Please arrange every line of the records below as a Markdown table with two columns, Row for the row number and Line for the line itself, leaving out any blank lines.

=== Section Start ===

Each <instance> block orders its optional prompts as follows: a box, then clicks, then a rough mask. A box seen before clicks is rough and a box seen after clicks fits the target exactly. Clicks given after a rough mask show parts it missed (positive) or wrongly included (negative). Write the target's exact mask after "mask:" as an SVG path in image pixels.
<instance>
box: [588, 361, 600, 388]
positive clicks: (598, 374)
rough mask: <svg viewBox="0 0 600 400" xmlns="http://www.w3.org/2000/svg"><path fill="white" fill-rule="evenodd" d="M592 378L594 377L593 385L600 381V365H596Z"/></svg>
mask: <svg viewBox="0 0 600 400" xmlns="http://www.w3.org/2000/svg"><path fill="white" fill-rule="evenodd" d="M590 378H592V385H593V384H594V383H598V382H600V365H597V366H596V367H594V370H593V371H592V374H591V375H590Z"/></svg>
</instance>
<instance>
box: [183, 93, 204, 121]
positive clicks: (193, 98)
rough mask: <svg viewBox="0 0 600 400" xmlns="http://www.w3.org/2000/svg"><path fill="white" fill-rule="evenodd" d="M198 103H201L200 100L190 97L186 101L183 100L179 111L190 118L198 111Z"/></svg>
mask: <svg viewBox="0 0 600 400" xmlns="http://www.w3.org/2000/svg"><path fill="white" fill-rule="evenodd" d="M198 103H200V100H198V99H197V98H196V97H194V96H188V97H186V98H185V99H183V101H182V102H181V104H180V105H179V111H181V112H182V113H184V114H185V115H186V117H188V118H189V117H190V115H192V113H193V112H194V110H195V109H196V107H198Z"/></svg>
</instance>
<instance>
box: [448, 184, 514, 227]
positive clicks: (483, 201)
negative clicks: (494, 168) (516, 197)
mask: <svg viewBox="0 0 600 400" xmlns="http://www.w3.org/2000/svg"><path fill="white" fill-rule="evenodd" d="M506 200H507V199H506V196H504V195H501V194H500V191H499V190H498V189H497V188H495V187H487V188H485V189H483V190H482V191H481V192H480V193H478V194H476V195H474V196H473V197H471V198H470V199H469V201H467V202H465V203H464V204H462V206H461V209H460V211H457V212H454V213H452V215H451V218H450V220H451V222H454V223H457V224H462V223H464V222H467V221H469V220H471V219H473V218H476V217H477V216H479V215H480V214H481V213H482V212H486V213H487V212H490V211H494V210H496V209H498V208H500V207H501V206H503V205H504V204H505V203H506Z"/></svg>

=== Section End ===

RESULT OF THE EXERCISE =>
| Row | Line |
|---|---|
| 1 | Each <instance> block orders its optional prompts as follows: a box, then clicks, then a rough mask. A box seen before clicks is rough and a box seen after clicks fits the target exactly. Clicks given after a rough mask show parts it missed (positive) or wrongly included (negative). Write the target's exact mask after "mask:" as an SVG path in image pixels. |
| 2 | <instance> |
| 3 | box: [588, 361, 600, 388] |
| 4 | positive clicks: (598, 374) |
| 5 | rough mask: <svg viewBox="0 0 600 400" xmlns="http://www.w3.org/2000/svg"><path fill="white" fill-rule="evenodd" d="M592 378L594 377L593 385L600 381V365H596Z"/></svg> |
| 6 | mask: <svg viewBox="0 0 600 400" xmlns="http://www.w3.org/2000/svg"><path fill="white" fill-rule="evenodd" d="M590 378H592V385H593V384H594V383H598V382H600V365H597V366H596V367H594V370H593V371H592V374H591V375H590Z"/></svg> |
| 7 | </instance> |
| 8 | <instance> |
| 9 | box: [183, 93, 204, 121] |
| 10 | positive clicks: (193, 98) |
| 11 | rough mask: <svg viewBox="0 0 600 400" xmlns="http://www.w3.org/2000/svg"><path fill="white" fill-rule="evenodd" d="M198 103H201L200 100L190 97L186 101L183 100L179 111L190 118L198 111Z"/></svg> |
| 12 | mask: <svg viewBox="0 0 600 400" xmlns="http://www.w3.org/2000/svg"><path fill="white" fill-rule="evenodd" d="M198 103H200V100H198V99H197V98H196V97H194V96H188V97H186V98H185V99H183V101H182V102H181V104H180V105H179V111H181V112H182V113H184V114H185V115H186V117H188V118H189V117H190V115H192V113H193V112H194V110H195V109H196V107H198Z"/></svg> |
| 13 | </instance> |
| 14 | <instance> |
| 15 | box: [448, 184, 514, 227] |
| 16 | positive clicks: (483, 201) |
| 17 | negative clicks: (494, 168) (516, 197) |
| 18 | mask: <svg viewBox="0 0 600 400" xmlns="http://www.w3.org/2000/svg"><path fill="white" fill-rule="evenodd" d="M506 200H507V199H506V196H504V195H501V194H500V191H499V190H498V189H497V188H495V187H487V188H485V189H483V190H482V191H481V192H480V193H478V194H476V195H474V196H473V197H471V198H470V199H469V201H467V202H465V203H464V204H462V206H461V209H460V211H457V212H454V213H452V215H451V218H450V220H451V222H454V223H457V224H462V223H464V222H467V221H469V220H471V219H473V218H476V217H477V216H479V215H480V214H481V213H482V212H486V213H487V212H490V211H494V210H496V209H498V208H500V207H501V206H503V205H504V204H505V203H506Z"/></svg> |